**Stated task**:
Filter the rows below and copy out every line that contains the string "tile", leaving each line unchanged.

[Excerpts of bounding box data]
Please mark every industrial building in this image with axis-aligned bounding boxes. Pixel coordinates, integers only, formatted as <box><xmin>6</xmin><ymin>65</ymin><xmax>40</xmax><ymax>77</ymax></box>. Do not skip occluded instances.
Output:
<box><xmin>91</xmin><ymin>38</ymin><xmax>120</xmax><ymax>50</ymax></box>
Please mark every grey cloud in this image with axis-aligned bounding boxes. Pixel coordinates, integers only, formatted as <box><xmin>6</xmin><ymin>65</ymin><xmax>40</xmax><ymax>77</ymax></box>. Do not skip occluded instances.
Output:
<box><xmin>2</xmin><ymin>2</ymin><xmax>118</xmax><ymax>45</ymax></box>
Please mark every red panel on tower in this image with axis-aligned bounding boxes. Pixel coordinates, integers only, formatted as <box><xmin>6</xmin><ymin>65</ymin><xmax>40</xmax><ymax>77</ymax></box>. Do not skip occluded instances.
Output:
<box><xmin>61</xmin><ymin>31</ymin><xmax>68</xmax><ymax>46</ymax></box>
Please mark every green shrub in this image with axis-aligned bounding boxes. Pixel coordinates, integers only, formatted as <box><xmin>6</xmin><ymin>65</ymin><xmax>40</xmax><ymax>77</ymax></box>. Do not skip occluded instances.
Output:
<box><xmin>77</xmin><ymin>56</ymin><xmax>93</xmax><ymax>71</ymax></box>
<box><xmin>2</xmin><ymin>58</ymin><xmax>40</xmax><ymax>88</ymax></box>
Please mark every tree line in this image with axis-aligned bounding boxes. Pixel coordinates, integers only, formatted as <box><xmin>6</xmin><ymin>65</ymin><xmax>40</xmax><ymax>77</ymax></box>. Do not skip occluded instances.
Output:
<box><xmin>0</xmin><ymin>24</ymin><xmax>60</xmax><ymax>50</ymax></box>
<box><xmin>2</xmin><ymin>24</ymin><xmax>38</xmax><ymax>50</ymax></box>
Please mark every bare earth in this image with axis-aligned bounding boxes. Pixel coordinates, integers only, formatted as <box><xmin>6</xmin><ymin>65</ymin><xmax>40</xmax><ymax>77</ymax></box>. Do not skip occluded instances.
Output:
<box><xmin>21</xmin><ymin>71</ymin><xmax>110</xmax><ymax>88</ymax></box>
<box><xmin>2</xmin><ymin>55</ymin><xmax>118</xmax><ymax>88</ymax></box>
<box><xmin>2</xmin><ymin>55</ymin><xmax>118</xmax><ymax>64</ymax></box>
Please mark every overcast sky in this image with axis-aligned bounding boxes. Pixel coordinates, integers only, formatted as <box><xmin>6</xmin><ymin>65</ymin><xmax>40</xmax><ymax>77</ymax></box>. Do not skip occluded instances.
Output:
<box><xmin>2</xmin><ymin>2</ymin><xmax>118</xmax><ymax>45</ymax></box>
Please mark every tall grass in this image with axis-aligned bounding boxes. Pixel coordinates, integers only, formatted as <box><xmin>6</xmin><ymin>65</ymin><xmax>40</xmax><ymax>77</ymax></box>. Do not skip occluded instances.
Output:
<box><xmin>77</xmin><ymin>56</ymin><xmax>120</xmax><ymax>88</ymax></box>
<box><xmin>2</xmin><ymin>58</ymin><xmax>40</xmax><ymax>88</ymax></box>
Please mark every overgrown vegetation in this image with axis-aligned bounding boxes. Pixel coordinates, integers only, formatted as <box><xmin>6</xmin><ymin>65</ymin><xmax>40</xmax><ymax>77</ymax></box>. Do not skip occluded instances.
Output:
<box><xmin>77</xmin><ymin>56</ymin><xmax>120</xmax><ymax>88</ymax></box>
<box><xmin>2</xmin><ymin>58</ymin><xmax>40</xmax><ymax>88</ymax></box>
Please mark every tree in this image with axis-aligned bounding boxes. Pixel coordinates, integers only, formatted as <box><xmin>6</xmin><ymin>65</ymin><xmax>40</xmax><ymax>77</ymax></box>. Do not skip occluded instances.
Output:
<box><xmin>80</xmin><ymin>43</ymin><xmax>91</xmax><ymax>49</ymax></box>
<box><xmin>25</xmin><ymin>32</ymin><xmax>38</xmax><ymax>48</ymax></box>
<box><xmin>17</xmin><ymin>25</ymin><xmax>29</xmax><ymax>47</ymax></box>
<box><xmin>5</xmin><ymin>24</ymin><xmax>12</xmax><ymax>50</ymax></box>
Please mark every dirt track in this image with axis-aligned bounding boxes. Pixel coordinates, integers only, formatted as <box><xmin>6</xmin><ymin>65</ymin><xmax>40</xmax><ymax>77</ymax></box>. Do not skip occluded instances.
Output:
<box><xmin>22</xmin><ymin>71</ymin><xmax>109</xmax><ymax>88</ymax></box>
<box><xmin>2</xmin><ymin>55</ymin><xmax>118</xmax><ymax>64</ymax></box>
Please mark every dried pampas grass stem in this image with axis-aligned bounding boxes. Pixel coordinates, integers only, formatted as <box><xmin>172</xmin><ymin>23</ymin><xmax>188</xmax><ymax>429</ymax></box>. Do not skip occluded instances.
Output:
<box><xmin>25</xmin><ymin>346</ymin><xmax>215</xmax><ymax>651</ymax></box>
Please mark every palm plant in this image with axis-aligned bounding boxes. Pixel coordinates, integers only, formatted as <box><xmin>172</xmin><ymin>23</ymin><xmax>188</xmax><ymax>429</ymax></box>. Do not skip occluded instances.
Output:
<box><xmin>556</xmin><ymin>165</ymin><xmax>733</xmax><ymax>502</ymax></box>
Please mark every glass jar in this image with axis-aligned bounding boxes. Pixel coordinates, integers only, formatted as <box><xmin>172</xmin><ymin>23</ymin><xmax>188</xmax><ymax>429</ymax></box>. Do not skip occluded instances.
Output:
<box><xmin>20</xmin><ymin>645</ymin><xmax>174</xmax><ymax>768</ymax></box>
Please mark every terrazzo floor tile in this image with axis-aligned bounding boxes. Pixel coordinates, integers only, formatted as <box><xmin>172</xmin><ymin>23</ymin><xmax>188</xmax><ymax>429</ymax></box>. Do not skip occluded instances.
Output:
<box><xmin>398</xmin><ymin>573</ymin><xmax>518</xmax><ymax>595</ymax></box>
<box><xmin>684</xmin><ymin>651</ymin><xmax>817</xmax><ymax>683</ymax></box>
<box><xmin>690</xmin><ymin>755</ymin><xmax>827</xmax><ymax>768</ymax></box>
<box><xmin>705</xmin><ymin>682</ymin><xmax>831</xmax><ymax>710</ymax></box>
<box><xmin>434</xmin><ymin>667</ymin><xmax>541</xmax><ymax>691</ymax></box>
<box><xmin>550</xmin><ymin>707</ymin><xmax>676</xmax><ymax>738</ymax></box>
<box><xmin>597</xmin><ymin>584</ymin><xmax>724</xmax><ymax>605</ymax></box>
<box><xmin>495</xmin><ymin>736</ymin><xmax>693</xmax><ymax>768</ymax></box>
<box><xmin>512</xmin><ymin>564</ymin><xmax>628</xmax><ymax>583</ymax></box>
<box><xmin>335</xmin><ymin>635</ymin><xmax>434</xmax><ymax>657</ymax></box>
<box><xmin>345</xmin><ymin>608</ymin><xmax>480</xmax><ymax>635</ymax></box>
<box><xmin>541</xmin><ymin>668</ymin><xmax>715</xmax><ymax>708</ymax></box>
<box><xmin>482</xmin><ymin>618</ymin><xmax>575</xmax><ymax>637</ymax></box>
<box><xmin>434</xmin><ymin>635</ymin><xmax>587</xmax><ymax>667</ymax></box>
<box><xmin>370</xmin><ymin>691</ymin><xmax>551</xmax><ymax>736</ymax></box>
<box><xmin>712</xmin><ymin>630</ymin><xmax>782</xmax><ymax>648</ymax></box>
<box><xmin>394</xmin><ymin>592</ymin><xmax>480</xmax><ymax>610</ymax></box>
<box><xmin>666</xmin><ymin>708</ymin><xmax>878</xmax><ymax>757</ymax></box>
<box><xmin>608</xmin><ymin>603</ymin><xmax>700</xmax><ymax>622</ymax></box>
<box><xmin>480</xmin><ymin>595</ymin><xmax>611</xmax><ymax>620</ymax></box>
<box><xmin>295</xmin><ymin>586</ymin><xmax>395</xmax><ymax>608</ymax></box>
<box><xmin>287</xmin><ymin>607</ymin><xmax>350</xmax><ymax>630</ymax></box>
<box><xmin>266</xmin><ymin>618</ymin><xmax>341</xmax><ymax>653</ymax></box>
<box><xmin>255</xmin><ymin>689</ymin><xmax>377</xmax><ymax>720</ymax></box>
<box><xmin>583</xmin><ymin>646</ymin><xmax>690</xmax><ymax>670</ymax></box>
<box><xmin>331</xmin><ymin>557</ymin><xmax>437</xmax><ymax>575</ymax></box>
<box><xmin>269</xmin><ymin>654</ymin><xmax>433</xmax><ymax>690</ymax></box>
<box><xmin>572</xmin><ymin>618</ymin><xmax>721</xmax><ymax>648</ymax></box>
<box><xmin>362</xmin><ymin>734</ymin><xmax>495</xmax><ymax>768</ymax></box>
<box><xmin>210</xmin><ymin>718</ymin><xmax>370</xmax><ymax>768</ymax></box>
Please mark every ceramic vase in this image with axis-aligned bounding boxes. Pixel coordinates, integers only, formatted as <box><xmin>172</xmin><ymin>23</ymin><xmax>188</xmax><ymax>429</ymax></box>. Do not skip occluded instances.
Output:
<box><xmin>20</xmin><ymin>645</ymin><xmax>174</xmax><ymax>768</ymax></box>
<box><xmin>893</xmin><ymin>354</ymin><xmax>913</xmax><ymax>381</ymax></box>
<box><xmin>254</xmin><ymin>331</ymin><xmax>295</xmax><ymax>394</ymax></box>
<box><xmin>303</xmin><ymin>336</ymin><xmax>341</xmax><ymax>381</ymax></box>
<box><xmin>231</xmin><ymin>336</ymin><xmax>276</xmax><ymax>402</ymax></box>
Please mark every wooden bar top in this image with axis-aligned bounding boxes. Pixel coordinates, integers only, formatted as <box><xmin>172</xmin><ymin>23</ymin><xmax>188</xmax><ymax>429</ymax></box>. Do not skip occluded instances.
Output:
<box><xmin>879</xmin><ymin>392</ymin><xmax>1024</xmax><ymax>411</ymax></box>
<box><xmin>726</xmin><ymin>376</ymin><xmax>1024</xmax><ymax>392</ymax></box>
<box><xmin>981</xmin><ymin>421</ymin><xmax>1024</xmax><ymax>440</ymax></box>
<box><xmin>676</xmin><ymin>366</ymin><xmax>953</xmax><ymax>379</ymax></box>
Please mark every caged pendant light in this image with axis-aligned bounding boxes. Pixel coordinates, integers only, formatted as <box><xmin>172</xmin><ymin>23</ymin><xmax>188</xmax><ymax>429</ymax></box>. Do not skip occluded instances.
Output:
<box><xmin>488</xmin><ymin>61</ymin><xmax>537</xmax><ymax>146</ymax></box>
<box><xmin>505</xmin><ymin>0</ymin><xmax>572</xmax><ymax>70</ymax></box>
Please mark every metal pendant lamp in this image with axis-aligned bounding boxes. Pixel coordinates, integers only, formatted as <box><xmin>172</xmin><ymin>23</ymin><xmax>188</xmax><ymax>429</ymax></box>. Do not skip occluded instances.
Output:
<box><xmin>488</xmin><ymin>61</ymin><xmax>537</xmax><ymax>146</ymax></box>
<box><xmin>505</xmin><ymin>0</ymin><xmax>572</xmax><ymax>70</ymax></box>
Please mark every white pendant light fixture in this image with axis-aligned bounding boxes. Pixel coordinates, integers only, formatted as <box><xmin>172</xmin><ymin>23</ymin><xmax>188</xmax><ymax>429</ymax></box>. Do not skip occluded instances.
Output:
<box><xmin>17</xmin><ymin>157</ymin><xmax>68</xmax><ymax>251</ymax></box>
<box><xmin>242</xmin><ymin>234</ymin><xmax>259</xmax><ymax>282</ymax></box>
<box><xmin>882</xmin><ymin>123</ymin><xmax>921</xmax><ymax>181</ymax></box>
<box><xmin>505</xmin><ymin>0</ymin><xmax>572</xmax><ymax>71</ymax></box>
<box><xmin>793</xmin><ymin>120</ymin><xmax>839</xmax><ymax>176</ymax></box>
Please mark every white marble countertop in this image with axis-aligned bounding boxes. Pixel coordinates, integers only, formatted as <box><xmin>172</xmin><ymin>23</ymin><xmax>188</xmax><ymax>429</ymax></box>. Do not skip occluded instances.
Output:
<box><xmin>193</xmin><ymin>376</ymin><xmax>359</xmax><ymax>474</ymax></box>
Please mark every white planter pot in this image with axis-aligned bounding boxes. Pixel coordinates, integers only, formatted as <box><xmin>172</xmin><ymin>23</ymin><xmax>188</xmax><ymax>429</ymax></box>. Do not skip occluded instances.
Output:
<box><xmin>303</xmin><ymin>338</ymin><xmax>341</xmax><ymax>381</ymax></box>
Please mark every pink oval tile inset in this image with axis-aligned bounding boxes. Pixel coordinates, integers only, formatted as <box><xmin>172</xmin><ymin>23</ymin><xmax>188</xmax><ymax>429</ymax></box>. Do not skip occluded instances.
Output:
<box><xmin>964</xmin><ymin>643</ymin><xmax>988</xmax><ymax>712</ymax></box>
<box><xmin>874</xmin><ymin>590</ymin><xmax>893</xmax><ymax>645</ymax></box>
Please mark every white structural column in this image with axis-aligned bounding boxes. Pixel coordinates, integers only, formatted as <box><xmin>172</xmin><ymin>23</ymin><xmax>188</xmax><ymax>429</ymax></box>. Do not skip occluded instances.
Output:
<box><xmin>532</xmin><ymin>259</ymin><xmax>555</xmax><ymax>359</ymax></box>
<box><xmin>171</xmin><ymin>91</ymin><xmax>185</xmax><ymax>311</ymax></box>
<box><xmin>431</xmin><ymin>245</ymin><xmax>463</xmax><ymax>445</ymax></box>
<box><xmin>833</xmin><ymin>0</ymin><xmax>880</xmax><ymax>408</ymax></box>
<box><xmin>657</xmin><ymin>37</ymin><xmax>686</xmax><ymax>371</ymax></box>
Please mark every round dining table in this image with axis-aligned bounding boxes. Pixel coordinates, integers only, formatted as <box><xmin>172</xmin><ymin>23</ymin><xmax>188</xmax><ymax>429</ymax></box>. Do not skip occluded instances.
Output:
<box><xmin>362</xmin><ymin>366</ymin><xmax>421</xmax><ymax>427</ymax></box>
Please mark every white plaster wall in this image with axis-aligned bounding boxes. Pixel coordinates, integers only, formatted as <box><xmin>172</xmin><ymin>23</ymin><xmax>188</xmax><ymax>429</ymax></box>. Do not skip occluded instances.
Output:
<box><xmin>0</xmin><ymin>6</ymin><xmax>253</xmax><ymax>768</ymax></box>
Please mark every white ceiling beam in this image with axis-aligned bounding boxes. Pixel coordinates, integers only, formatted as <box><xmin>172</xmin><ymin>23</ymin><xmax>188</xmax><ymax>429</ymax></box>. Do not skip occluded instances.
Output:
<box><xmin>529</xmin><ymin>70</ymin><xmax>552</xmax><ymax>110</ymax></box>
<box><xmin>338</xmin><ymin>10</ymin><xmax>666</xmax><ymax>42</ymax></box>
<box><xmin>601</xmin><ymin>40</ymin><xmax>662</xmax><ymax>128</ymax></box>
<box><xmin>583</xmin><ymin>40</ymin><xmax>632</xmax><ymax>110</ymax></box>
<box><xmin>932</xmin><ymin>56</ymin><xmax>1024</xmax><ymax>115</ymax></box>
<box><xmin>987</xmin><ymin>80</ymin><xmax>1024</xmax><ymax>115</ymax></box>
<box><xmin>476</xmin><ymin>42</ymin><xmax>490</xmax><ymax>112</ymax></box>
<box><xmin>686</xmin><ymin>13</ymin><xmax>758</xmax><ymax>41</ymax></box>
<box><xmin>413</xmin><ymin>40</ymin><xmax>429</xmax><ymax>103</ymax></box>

**Written answer**:
Please mark every terrazzo floor tile in this image with axis-aligned bounding boxes. Pixel coordinates, integers only, formatted as <box><xmin>172</xmin><ymin>23</ymin><xmax>188</xmax><ymax>429</ymax></box>. Do not skip occluded instances.
Please mark every pink oval tile inset in this image with axis-aligned bounding boxes. Pixel coordinates, integers only, formatted as <box><xmin>172</xmin><ymin>23</ymin><xmax>188</xmax><ymax>429</ymax></box>. Do not skip occluded instances.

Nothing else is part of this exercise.